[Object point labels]
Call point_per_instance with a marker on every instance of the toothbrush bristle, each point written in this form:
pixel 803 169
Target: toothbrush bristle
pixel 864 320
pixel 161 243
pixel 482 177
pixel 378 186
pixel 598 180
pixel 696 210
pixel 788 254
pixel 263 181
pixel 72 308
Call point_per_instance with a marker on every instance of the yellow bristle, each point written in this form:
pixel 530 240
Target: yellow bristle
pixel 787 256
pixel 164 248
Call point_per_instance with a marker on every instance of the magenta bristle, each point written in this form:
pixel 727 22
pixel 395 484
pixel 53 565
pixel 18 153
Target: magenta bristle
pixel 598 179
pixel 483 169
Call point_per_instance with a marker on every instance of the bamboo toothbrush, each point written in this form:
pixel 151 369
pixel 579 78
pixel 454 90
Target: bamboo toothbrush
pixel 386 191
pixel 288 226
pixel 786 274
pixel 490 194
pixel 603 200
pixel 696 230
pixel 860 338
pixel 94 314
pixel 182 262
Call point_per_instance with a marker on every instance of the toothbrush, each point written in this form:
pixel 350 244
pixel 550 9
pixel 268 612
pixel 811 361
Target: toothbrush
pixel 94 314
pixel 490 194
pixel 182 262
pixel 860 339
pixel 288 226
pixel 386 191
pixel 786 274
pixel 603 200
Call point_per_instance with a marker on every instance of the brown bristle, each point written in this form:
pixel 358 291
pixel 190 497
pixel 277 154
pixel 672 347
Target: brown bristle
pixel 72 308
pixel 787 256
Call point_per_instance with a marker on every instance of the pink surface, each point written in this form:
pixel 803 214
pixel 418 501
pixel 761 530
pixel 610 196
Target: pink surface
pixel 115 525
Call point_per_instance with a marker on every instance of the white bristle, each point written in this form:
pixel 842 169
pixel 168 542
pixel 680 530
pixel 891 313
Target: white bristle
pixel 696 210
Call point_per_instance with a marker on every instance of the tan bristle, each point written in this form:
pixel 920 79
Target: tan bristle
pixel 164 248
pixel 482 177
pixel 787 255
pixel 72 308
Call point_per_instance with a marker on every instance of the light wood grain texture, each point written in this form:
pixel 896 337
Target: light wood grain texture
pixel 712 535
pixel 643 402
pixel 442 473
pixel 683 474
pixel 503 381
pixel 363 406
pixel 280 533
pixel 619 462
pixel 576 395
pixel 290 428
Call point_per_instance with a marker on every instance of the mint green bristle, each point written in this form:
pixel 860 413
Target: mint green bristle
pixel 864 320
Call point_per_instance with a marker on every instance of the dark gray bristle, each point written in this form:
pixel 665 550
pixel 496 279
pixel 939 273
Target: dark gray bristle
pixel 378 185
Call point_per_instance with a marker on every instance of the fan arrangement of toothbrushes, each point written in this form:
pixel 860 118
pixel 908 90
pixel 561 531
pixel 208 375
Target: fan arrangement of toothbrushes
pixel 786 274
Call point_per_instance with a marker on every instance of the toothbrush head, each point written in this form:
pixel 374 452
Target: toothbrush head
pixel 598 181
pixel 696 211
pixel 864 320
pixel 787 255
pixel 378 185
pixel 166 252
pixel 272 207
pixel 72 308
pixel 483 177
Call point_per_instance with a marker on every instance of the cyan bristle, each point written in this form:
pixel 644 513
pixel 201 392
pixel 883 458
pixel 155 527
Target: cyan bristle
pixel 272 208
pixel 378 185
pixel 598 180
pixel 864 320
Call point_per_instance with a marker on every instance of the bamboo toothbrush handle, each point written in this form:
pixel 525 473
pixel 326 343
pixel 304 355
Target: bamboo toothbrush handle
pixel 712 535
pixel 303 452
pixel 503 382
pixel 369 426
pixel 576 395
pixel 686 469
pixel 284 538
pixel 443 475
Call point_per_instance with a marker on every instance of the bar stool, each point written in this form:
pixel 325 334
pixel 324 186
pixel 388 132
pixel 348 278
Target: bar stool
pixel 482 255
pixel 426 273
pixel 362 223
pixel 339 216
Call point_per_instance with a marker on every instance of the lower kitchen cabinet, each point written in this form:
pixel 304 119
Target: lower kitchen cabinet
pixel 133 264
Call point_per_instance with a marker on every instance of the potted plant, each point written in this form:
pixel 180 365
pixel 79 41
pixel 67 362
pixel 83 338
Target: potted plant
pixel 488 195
--
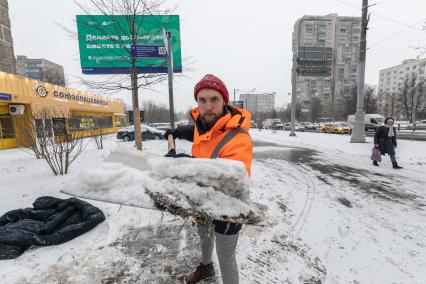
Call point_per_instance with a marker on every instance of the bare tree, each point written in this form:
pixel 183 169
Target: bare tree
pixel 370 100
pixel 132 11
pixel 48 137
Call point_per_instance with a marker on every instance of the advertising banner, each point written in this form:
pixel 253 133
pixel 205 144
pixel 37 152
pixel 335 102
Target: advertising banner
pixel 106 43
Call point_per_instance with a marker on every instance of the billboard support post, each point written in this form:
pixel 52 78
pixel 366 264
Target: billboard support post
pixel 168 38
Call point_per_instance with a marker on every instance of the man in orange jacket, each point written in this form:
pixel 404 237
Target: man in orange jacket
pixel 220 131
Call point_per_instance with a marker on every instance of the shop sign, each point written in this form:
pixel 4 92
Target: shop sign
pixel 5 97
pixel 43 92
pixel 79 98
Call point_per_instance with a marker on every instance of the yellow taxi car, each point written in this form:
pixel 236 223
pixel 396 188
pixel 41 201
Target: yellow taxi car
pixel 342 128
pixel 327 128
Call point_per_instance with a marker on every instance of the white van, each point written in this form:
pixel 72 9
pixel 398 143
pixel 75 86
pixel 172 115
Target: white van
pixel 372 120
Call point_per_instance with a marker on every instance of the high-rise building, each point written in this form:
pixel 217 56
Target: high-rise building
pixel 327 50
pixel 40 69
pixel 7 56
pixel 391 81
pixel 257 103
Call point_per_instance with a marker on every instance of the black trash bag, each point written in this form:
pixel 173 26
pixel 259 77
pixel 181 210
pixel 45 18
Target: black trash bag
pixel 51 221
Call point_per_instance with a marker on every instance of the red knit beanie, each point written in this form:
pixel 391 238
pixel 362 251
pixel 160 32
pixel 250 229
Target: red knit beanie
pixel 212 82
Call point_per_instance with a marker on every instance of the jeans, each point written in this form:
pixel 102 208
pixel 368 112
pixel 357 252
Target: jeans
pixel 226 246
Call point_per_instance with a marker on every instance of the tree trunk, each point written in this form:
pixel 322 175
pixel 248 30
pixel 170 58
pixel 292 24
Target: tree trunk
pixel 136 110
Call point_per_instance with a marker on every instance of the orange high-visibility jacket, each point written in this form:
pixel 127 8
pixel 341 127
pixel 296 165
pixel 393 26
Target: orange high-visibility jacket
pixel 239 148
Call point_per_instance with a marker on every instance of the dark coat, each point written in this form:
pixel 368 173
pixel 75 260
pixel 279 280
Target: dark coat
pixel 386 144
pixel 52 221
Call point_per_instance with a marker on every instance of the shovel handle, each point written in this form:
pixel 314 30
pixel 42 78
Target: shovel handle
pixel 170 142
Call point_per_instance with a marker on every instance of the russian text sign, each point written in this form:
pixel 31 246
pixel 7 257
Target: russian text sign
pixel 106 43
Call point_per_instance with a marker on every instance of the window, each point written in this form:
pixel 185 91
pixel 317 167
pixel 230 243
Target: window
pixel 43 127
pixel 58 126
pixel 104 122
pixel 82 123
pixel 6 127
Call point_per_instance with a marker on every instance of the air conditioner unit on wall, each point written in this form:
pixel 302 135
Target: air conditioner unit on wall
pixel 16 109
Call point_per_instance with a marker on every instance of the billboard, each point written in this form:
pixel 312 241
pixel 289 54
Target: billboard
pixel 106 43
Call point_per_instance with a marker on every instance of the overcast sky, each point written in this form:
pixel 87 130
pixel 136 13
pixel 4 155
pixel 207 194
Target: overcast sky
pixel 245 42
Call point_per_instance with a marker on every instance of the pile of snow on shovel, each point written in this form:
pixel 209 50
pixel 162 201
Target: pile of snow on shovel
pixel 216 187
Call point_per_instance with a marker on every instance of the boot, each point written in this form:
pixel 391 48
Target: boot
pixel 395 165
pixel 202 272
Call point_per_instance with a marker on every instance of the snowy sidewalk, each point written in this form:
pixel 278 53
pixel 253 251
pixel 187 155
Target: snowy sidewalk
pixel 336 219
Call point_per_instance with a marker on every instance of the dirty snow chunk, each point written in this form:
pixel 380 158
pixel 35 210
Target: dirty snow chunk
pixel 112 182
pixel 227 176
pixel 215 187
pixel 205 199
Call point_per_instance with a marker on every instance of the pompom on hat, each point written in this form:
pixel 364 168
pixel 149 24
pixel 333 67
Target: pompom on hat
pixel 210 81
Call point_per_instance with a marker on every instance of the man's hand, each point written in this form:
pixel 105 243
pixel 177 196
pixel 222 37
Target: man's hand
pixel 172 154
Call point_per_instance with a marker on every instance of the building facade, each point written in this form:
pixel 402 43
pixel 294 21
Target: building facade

* Short task: Arrange everything in the records above, from the line containing "of the russian" down to the line containing "pixel 6 127", as a JSON list of strings with one string per line. Include both of those lines and leave out any blank lines.

* Exercise solution:
[
  "Call point_per_instance with a marker on every instance of the russian text sign, each point written in this form:",
  "pixel 31 246",
  "pixel 7 257",
  "Target: russian text sign",
  "pixel 106 43",
  "Call point_per_instance with a marker on every instance of the window, each point written in this form:",
  "pixel 185 91",
  "pixel 317 167",
  "pixel 230 243",
  "Target: window",
  "pixel 43 127",
  "pixel 58 126",
  "pixel 104 122",
  "pixel 82 123",
  "pixel 6 127"
]